WHAT IS EXPECTED
Reproduce the complete listing without any deviation.

RECORDS SUPPLIED
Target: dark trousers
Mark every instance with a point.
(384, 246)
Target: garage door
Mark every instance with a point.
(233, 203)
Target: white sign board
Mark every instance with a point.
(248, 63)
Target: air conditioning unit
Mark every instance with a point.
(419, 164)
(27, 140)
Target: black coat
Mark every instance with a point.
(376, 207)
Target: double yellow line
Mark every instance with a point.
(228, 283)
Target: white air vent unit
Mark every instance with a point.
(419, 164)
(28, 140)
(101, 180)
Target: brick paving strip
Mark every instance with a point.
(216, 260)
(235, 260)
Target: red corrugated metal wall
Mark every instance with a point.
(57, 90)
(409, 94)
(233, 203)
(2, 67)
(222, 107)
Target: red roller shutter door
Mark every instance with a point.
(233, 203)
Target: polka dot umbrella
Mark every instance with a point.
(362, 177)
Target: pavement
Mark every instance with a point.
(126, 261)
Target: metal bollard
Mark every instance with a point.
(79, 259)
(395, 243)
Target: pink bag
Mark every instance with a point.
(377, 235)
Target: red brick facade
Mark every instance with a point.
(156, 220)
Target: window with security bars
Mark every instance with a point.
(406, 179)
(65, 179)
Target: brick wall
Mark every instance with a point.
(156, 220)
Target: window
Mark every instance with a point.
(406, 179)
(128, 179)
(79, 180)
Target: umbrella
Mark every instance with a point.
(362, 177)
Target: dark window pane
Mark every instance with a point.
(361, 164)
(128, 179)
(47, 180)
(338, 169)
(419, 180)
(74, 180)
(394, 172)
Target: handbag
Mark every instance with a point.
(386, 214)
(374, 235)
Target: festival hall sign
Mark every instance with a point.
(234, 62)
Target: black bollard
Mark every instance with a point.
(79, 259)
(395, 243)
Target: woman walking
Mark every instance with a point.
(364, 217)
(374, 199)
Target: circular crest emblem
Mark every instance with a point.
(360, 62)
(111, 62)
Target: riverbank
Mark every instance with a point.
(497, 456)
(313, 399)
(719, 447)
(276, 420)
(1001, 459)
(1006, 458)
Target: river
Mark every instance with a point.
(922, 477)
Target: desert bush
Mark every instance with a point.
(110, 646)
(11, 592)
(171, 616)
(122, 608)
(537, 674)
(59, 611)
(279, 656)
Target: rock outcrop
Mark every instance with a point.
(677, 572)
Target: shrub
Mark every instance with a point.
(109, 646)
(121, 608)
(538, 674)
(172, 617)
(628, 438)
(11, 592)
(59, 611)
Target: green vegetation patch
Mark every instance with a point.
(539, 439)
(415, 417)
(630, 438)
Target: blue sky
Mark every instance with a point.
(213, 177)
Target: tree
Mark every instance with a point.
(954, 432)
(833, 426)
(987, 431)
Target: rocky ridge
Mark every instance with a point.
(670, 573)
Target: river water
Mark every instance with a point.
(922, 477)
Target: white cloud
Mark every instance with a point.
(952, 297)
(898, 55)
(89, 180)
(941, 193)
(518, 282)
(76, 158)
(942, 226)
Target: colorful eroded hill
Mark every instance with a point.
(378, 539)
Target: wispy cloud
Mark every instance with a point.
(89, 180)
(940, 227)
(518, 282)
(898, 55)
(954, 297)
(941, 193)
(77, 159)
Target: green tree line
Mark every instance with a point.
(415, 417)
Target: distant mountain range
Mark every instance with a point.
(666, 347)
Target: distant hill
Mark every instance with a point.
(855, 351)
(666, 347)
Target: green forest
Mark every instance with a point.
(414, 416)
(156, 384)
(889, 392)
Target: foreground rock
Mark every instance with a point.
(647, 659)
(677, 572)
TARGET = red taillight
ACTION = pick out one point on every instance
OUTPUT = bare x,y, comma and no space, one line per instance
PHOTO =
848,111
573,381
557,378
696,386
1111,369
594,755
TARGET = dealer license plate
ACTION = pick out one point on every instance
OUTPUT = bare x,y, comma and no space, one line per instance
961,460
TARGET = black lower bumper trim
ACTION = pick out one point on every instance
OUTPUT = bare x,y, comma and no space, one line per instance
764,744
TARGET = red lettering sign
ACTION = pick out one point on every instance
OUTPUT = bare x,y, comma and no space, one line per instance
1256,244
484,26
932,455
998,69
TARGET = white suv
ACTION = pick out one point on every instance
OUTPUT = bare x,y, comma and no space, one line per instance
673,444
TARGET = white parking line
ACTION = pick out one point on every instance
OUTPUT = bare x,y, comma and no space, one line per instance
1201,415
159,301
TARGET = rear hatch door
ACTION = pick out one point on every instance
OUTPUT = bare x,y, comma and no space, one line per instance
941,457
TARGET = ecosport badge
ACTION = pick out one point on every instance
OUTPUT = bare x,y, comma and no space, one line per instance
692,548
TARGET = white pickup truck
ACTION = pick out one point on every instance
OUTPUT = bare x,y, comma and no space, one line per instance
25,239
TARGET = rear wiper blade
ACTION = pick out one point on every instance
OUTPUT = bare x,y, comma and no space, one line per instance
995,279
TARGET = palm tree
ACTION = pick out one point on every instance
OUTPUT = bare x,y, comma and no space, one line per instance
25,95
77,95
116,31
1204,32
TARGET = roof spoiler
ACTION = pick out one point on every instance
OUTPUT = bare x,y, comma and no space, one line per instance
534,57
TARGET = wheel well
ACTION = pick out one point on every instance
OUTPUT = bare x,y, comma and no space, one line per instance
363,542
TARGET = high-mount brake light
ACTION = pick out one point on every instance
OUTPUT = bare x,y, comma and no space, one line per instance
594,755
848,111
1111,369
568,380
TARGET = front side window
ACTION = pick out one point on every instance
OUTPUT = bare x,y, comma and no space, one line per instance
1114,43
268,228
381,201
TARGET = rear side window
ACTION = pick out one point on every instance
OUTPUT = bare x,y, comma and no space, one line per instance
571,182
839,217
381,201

COMPLETE ANSWER
Target: dark trousers
Mark every instance with a point.
(384, 246)
Target: garage door
Mark every instance with a point.
(233, 203)
Target: white sign board
Mark every instance with a point.
(248, 63)
Target: air conditioning unit
Mark every instance with a point.
(419, 164)
(27, 140)
Target: black coat
Mark every instance with a point.
(376, 207)
Target: double yellow line
Mark every instance with a point.
(228, 283)
Target: white air vent unit
Mark every instance with a point.
(419, 164)
(28, 140)
(101, 180)
Target: brick paving strip
Mark every instance with a point.
(216, 260)
(235, 260)
Target: red corrugated metal wall
Mark every instance with a point.
(57, 90)
(409, 94)
(233, 203)
(2, 67)
(222, 107)
Target: red roller shutter door
Mark every instance with a point.
(233, 203)
Target: polka dot umbrella
Mark every instance with a point.
(362, 177)
Target: pavement
Mark every instance with a point.
(126, 261)
Target: metal bollard
Mark every instance with a point.
(79, 259)
(395, 243)
Target: pink bag
Mark every instance with a point.
(377, 235)
Target: red brick facade
Mark every instance with a point.
(156, 220)
Target: window with security bars
Mark every instance with a point.
(406, 179)
(65, 179)
Target: brick wall
Mark every instance with a point.
(156, 220)
Target: window
Mark every instance with a point.
(406, 179)
(128, 179)
(79, 180)
Target: umbrella
Mark every instance with a point.
(362, 177)
Target: dark window pane
Mark every instance with a point.
(361, 164)
(128, 179)
(47, 180)
(338, 169)
(419, 180)
(74, 180)
(394, 172)
Target: handbag
Mark every instance with a point.
(386, 214)
(374, 235)
Target: festival hall sign
Mark every instance with a point.
(234, 62)
Target: black bollard
Mark every instance with a point.
(79, 259)
(395, 243)
Target: woman walking
Mark every instance with a point.
(364, 217)
(374, 199)
Target: circular crest emblem
Mark every instance with a point.
(360, 62)
(111, 62)
Target: riverbank
Mark every instance with a point.
(497, 456)
(313, 399)
(719, 447)
(276, 420)
(1001, 459)
(1006, 458)
Target: river
Mark every instance with a point.
(922, 477)
Target: desert bush
Mark every instance with a point.
(110, 646)
(11, 592)
(171, 616)
(122, 608)
(537, 674)
(59, 611)
(279, 656)
Target: rock outcrop
Mark every instance with a point.
(677, 572)
Target: shrub
Mark every instance with a point.
(109, 646)
(121, 608)
(538, 674)
(172, 617)
(628, 438)
(11, 592)
(59, 611)
Target: green vegetation patch
Mark every instance with a point.
(539, 439)
(415, 417)
(630, 438)
Target: blue sky
Mark every instance with a point.
(213, 177)
Target: tree
Mark every instance with a point.
(954, 432)
(833, 426)
(987, 431)
Target: rocky ridge
Mark every instance with a point.
(670, 573)
Target: river water
Mark every instance with a point.
(922, 477)
Target: white cloud
Mark every instance with a point.
(952, 297)
(898, 55)
(89, 180)
(941, 193)
(518, 282)
(76, 158)
(942, 226)
Target: colorful eroded hill
Mark every instance with a point.
(378, 539)
Target: wispy cloud
Mark every instance with a point.
(89, 180)
(940, 227)
(518, 282)
(898, 55)
(954, 297)
(941, 193)
(77, 159)
Target: green tree line
Mark every instance with a point.
(415, 417)
Target: distant mountain range
Mark every instance with a point.
(666, 347)
Target: distant hill
Mark every instance with a point.
(855, 351)
(666, 347)
Target: green forest
Mark every instance with a point.
(414, 416)
(156, 384)
(889, 392)
Target: foreground rock
Mark every instance with a point.
(647, 659)
(677, 572)
TARGET = red taillight
ACTION = pick out one point on every instance
OUTPUT = bare x,y, comma and no space, one line per instance
PHOTO =
848,111
573,381
557,378
696,386
1111,369
594,755
TARGET = dealer license plate
ACTION = pick out one point on every instance
OUTPUT = bare x,y, comma and no space, one line per instance
961,460
TARGET = black lower bumper trim
ACTION = pick out one point on every instance
OUTPUT = bare x,y, comma and no space, one line per instance
764,744
TARGET = red lettering sign
ACTION = pick out one point on every instance
OUTPUT = bare x,y, comma and no space, one line per instance
1256,244
484,26
932,455
998,69
TARGET = white suv
ACTION = pick out one point on every instance
OUTPUT = bare x,y, comma and no space, one line per instance
673,444
TARGET = white parking line
ACTION = pick out one point on every instance
OUTPUT = bare x,y, comma and no space, one line per instance
1201,415
159,301
TARGET = rear hatch door
ACTION = pick out one point on every instance
OUTPUT = bare x,y, comma and no space, one line per instance
941,457
TARGET = ecosport badge
ACTION = pick out one point on every instance
OUTPUT = bare x,y, comma and no space, one line per instance
692,548
TARGET = white pickup truck
ACTION = pick out one point on every instance
OUTPUT = bare x,y, comma and no space, one line per instance
25,239
TARGET = rear wiper blade
ACTION = pick out one point on every instance
OUTPUT = bare x,y, comma and no space, one line per instance
995,279
TARGET = palm tree
ACTION = pick out one point on every instance
OUTPUT = bare x,y, comma and no space, one line per instance
25,95
77,95
116,31
1204,32
TARGET = roof spoiler
ACTION = pick out one point on every instance
OUTPUT = bare x,y, comma and no space, one line per instance
534,57
TARGET = wheel well
ACTION = pick out one point on every instance
OUTPUT = bare x,y, comma and no space, one line per instance
363,542
TARGET = high-mount brake light
ACTION = pick out one point on every instance
OUTPUT = bare x,y, comma and no space, one line per instance
594,755
848,111
1111,369
568,380
TARGET = front side window
ACTION = pick out one point on every instance
OUTPUT = bare x,y, comma and no space, one line per instance
1114,43
268,228
381,201
TARGET = rear side window
ACTION = pick out one point on every instance
OUTPUT = bare x,y, comma and no space, one line per instance
571,182
839,217
381,201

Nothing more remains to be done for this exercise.